◆ GIVEN TEXT:

-.-.-

MY SPECIALTIES

Attachment focused support

I have experience in working with carers and parents of children who are Looked After or Adopted; often these young people have a diagnosed attachment difficulty, or the family may be experiencing difficulties in relationship.  These difficulties may also be seen in other settings.

My work is underpinned by attachment theory and the principles of Dyadic Developmental Practice.

I am happy to work with families to:

  • deepen their understanding of the impact of their child's attachment history

  • support them in understanding the challenges of parenting children with attachment difficulties

  • introduce them to the principles of therapeutic parenting 

  • support their understanding and use of 'the two hands of parenting'

  • support and encourage them to invest in their own self care

  • support the parents understanding of their own attachment history and the impact this may have for their parenting

Attachment informed PACE parenting 

Dyadic Developmental Practice (DDP) was developed by Dan Hughes as part of Dyadic Developmental Psychotherapy. It is an approach to help children and young people who have experienced trauma from within the family.

DDP-informed parenting helps parents to emotionally connect with their children in ways which increases feelings of safety and security. The approach recognises that the children can often fear such close connection, and supports parents to help their children overcome these fears. 

Within my work I support parents and carers to feel comfortable in using the 'two hands of parenting' approach. Emotional connection and nurture combines with boundaries and discipline to provide a ‘connection with correction’ approach to parenting children. It draws on the parents’ capacity for emotional regulation and to be mind-minded so that they can adopt the attitude of PACE (playfulness, acceptance, curiosity and empathy) as described by Dan Hughes.

Residential support

For some children and young people, living in a family home is not possible.  By adopting the principles of attachment focused parenting within your children's home, it is possible to develop a consistent, nurturing approach to the day to day care of your young people. 

I am able to offer individual reflective support to managers, team reflective space to think about the individual attachment needs of the children and young people you are caring for, or group training to develop the skills of your whole staff team.

Network support
Relationship based play

Using the principles of Theraplay, relationship based play is based on attachment theory and is a method of modelling healthy, attuned interactions between parents and children.  By using playful interactions, parents and children become physically and emotionally close, with increased emphasis on attuned, empathic interactions.

I am also able to incorporate  the principles  of Thera-build with Lego as an additional model of engaging children and carers in relational play.

Training

I can provide support to your team to assist them to better understand the attachment history and emotional needs of the children you are caring for in your setting.

This could be via Keywork support, team reflective support or by whole network consultation.

Trauma and attachment difficulties

I can assist in supporting understanding of the impact of attachment and trauma difficulties:

  • effect on learning

  • sensory and processing difficulties

  • behaviour - aggression, attention needing, withdrawal, dissociation

  • anxiety

  • self esteem

  • adverse child hood experiences - divorce, loss, substances, neglect, domestic violence

I am a trainer for both Foundations for Attachments Training Resource and Nurturing Attachments Training Resource.

Both programmes were developed by Dr Kim Golding.  Based on attachment theory and an understanding of the impact of trauma on children's development, the group provides a greater knowledge base for carers and parents as well as ideas for therapeutically parenting children.

I also offer workshops to understand the health needs of looked after children, the impact of developmental trauma, and the Webster Stratton group programme.

Please feel free to contact me about your training needs.

Life Story Work

The importance of having a narrative, which can inform and support a childs understanding of where they came from, and how they formed their sense of themselves is fundamental to the need to 'make sense' of the world.

Using attachment focused approaches,  I can support children and young people to begin to form a coherent narrative, both through direct work sessions with the child or young person and their parent/carer and in the compilation of a life story book.

-.-.-

Items taken from a data source:

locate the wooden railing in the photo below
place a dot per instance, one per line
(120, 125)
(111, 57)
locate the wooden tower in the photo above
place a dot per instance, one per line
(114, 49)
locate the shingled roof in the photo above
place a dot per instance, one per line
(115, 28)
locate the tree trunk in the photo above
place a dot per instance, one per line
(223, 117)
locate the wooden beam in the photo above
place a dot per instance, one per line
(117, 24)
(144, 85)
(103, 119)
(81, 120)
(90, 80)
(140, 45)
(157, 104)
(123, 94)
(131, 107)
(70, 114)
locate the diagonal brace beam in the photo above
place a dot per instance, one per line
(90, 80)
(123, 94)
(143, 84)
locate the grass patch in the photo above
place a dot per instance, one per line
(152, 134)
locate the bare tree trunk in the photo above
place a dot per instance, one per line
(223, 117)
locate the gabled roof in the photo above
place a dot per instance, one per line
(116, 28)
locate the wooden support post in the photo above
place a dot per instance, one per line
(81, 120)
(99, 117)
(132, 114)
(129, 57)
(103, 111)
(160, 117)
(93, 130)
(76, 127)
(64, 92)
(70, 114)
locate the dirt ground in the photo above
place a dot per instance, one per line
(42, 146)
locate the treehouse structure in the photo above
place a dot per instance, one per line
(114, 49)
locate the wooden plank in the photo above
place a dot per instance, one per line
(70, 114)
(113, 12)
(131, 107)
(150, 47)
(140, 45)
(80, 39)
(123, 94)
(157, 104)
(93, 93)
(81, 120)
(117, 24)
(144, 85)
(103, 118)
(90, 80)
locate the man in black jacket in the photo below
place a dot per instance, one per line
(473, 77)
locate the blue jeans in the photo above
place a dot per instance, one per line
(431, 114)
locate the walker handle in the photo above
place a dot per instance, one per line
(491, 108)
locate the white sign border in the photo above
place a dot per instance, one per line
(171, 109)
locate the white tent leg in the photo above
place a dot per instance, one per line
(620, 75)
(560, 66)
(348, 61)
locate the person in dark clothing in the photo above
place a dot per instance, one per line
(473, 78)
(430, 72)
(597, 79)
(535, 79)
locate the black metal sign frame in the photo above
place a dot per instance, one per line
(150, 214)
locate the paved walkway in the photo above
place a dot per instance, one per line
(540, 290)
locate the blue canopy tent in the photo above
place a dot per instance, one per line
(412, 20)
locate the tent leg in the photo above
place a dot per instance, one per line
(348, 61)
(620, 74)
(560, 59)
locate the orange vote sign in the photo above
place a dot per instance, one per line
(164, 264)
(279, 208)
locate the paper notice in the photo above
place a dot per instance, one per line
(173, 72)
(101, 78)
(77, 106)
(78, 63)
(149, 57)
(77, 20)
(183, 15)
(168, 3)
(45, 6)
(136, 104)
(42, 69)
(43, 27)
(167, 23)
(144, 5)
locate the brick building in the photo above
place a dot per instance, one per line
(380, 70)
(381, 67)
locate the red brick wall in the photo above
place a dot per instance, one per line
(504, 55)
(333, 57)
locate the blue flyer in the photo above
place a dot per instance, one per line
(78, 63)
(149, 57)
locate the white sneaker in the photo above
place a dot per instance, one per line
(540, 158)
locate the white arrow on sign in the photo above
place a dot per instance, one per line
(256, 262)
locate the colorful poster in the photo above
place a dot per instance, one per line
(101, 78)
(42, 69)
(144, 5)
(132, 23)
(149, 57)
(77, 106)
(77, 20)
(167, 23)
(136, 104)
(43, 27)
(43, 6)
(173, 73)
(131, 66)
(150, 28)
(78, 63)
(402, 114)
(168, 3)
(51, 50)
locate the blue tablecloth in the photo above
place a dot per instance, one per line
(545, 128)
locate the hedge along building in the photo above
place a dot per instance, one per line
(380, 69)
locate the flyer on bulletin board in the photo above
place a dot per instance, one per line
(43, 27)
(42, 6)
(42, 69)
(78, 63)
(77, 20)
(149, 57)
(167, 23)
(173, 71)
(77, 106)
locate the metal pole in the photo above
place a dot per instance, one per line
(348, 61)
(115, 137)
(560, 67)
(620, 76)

-.-.-

◆ REQUIRED TASKS:
(1) In the specialties page, who developed the Foundations for Attachments and Nurturing Attachments training programmes?
(2) Extract the passage of the specialties page from "I am a trainer" to "of the world.".
These records have no connection to the specialties page.

◆ ANSWERS TO THIS EXERCISE:
(1) Dr Kim Golding

(2)
I am a trainer for both Foundations for Attachments Training Resource and Nurturing Attachments Training Resource.

Both programmes were developed by Dr Kim Golding.  Based on attachment theory and an understanding of the impact of trauma on children's development, the group provides a greater knowledge base for carers and parents as well as ideas for therapeutically parenting children.

I also offer workshops to understand the health needs of looked after children, the impact of developmental trauma, and the Webster Stratton group programme.

Please feel free to contact me about your training needs.

Life Story Work

The importance of having a narrative, which can inform and support a childs understanding of where they came from, and how they formed their sense of themselves is fundamental to the need to 'make sense' of the world.